(Records from a data collection)
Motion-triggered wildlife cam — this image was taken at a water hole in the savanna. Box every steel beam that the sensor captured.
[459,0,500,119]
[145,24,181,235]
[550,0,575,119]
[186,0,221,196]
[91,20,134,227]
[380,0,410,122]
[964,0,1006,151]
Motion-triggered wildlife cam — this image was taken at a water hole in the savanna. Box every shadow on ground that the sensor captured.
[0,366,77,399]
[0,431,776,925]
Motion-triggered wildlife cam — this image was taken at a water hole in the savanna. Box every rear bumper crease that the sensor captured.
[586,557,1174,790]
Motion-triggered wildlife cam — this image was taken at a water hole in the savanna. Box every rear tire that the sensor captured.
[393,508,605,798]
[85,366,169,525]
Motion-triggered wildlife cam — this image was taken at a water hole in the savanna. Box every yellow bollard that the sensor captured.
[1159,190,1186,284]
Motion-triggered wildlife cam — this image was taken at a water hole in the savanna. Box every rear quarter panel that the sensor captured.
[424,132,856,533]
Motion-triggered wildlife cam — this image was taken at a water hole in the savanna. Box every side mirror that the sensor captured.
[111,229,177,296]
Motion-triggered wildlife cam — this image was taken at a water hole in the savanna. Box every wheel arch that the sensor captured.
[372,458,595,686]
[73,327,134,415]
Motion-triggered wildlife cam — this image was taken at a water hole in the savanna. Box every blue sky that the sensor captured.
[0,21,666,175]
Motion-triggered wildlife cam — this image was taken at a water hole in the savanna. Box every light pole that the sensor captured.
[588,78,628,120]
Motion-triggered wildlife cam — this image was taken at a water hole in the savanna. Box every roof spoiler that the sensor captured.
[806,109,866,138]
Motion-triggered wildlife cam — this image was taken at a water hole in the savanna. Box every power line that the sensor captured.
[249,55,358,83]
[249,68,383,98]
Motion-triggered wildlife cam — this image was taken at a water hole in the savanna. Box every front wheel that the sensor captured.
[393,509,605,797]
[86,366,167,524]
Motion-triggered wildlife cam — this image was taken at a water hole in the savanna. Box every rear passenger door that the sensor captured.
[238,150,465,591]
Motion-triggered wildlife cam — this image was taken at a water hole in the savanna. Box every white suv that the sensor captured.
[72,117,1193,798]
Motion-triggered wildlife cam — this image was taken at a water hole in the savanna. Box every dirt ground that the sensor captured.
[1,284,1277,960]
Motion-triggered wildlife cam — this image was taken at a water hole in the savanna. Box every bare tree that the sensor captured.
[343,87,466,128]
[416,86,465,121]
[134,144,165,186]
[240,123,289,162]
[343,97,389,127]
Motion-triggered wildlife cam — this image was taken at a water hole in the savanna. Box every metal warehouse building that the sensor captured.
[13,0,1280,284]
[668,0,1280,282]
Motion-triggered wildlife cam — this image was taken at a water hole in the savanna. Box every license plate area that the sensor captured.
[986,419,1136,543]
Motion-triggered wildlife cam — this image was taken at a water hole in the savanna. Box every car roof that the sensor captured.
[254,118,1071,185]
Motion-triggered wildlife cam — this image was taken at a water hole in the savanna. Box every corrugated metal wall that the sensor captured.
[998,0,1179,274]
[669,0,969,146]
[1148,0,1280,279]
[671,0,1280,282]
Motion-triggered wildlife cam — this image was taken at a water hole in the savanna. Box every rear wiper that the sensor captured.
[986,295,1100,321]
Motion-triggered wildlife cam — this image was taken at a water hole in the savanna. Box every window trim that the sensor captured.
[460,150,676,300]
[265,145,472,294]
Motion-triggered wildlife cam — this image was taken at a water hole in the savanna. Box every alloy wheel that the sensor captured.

» **WORK ITEM**
All of the data must be written out again, exactly as it stands.

» **TASK RESULT**
Motion-triggered wildlife cam — this image was taken at a water hole in the savanna. Box every steel beam that the sensor captured.
[459,0,500,119]
[145,24,181,235]
[550,0,575,119]
[186,0,221,196]
[91,20,134,227]
[380,0,410,122]
[964,0,1006,151]
Motion-triggered wildlife cam — this image was taken at a water hole in the savanna. Box every shadow on ground that the sensor captured.
[0,366,77,399]
[0,431,776,925]
Motion-triggered wildlife cam — this image was taken at a water hole in the savanna. Box every rear bumper crease that the sensor captured.
[586,557,1174,790]
Motion-triggered wildlife cam — this image was taken at a water hole in the savanna. Box every rear tire that the sensor captured.
[393,508,605,798]
[85,366,169,525]
Motion-triggered wildlife cam — this image was taken at a water hole in the savanna. Box every yellow bollard that the sensor captured.
[1159,190,1186,284]
Motion-triggered wildlife cam — this image was taken at a water hole in the savanna. Box every rear quarter panel that the sensor captured.
[424,132,856,533]
Motion-triggered wildlife cam — this image was taken at a water hole in the savanna. Box every side mirror that the sensor captured.
[111,229,177,296]
Motion-triggered wildlife cam — this image was taken at a water hole in the savanna. Box every wheel arch that the sensor captured.
[372,458,595,686]
[73,327,134,415]
Motion-triggered wildlife cam — this image was taken at a water hole in the savanna. Box every blue sky that the sensor captured.
[0,21,666,175]
Motion-triggered wildlife cam — this image was taken at a water hole in the savanna. Box every light pole that the sensor captured.
[588,78,628,120]
Motion-triggered wildlife cam — this image was taken at a water hole in the savanna. Box every roof spoiler that the sensor captured.
[806,109,866,138]
Motion-triggered wildlife cam — this image was taken at a water hole in the savanna. Box every power line that the sensor captured.
[249,55,358,83]
[249,68,383,98]
Motion-triggered wildlife cam — this image was taken at a water hole in the savanna. Box every front wheel that the sensor captured.
[393,509,605,797]
[86,366,167,524]
Motion-triggered wildlife cam — this image was taken at a water hole in the savanna. Box every rear passenger door that the sensor captured.
[238,150,465,591]
Motion-triggered wildlife cam — this image was taken at a water hole in the savanna. Box every white suv that the sensor captured.
[72,117,1193,798]
Motion-triggered wildlife cam — this image was taken at a water hole in the savanna. Box every dirt ground that the sensor captured.
[1,284,1277,960]
Motion-triggered wildlife cam — this image was taken at a water hole in the savanna. Box every bare tree that the sensor captured.
[343,87,466,128]
[416,86,465,121]
[134,144,165,186]
[240,123,289,162]
[343,97,389,127]
Motion-triggered wildlife cam — this image was taken at a water hole in the savanna. Box every metal warehouse building that the sensor captured.
[13,0,1280,284]
[668,0,1280,282]
Motion-triggered wildlife cam — this image was taken at a water hole in the savanna. Box every license plate area that the sensor captured.
[986,419,1136,543]
Motion-triggered wildlife cam — this image was taken at a water hole in the savanna. Box every car roof that the sensor captured.
[254,118,1071,185]
Motion-triggered wildlife cam — this image was taken at a water hole in the savanna. Box every corrugated metal wall that the sensor captured.
[998,0,1179,274]
[669,0,969,146]
[1148,0,1280,279]
[671,0,1280,282]
Motion-triggered wildlife cam — this image was taken at a water hole in the savanna. Box every rear wiper that the sensor captured.
[986,295,1100,321]
Motion-triggered wildlife cam — this image was taken at a water hole in the savanna. Box every window trim that the sensor captured.
[460,150,676,300]
[265,145,472,294]
Motion-triggered wildlife cam — this image was taken at a water hole in the savanna. Box every alloy wheel that the sensor captured.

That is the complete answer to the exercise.